> The exercise
Copy out every row below verbatim, one per line.
[BEGIN Recorded information]
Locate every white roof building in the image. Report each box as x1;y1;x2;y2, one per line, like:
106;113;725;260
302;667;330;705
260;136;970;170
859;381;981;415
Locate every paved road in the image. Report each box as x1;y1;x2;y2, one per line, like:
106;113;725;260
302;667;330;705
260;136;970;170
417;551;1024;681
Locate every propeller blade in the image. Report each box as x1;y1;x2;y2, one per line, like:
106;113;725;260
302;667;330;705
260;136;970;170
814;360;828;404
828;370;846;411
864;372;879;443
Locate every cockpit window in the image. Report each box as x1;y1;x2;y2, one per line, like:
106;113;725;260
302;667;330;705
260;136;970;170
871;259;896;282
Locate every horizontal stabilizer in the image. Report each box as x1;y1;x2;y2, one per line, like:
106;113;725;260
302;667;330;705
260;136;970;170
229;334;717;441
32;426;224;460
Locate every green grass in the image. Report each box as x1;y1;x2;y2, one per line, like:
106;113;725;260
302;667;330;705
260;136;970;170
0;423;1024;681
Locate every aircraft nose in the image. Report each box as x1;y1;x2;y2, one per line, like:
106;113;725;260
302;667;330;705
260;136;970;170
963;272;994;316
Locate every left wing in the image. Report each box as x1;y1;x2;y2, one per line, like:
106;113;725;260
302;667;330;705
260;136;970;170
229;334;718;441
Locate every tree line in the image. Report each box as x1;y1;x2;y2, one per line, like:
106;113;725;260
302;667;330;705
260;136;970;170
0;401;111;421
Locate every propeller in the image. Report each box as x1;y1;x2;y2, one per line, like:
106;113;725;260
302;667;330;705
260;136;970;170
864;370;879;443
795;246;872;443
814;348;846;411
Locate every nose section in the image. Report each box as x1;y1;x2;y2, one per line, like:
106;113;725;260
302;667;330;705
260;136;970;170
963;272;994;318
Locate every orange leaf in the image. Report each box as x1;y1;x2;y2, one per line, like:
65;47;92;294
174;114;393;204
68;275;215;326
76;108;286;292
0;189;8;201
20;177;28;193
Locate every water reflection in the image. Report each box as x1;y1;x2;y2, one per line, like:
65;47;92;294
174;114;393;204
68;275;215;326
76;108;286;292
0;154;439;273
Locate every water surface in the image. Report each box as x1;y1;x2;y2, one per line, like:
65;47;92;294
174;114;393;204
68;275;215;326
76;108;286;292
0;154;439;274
[END Recorded information]
> The answer
Locate every white roof building in the image. Report each box as x1;y1;x2;y2, one per line, like:
106;113;725;260
302;667;330;705
260;136;970;170
859;381;981;415
Locate every paved road in the image. Report each box as x1;y1;x2;y2, one per line, like:
106;113;725;260
302;667;330;705
260;136;970;170
417;551;1024;681
Locate every propeller blade in the image. Report each box as x1;y1;x2;y2, one per line, like:
106;113;725;260
302;667;330;705
260;136;970;170
814;360;828;404
828;370;846;411
864;372;879;443
Locate every cockpit window in the image. Report each box as x1;y1;x2;y2, one per line, like:
106;113;725;260
302;667;330;705
260;136;970;170
871;259;896;282
Locate every horizontal stabilizer in the image. Report each box as x1;y1;x2;y2, one per line, like:
106;113;725;260
302;667;330;705
260;136;970;170
229;334;717;441
32;426;224;460
Locate every green grass in the image. Report each box as x1;y1;x2;y2, one per line, like:
106;113;725;260
302;667;330;705
260;136;970;170
0;423;1024;681
Locate every aircraft nose in the image. Report each box as x1;y1;x2;y2, one per line, like:
106;113;725;260
302;667;330;705
260;136;970;170
963;272;994;316
Locate every left wing in the image. Report each box as x1;y1;x2;y2, one per line, like:
106;113;725;260
302;667;330;705
260;136;970;170
229;334;718;441
Locate every tree line in the image. Report each box as x1;y1;x2;y2, one per line, like:
106;113;725;260
302;667;330;705
260;136;970;170
0;401;111;421
Locate every propeller in the image. Report each box as x1;y1;x2;y2, one per line, like:
106;113;725;260
302;667;330;705
260;136;970;170
864;370;879;443
795;246;872;443
814;348;846;411
Locate every nose section in the image. Report each box as x1;y1;x2;y2, one per line, like:
106;113;725;260
302;667;330;705
260;136;970;170
963;272;994;318
Locate every orange leaf in the image. Report each box as x1;y1;x2;y2, one per line, like:
65;47;92;294
174;114;393;204
68;275;215;326
76;108;286;292
0;189;8;201
20;177;28;193
Locate every water reflection in the image. Report each box as x1;y1;x2;y2, one per line, like:
65;47;92;294
174;114;393;204
68;275;215;326
76;108;286;292
0;154;439;273
Locate every water surface in the image. Report each box as x1;y1;x2;y2, one per line, like:
65;47;92;294
174;114;393;204
68;275;215;326
76;108;286;292
0;154;439;274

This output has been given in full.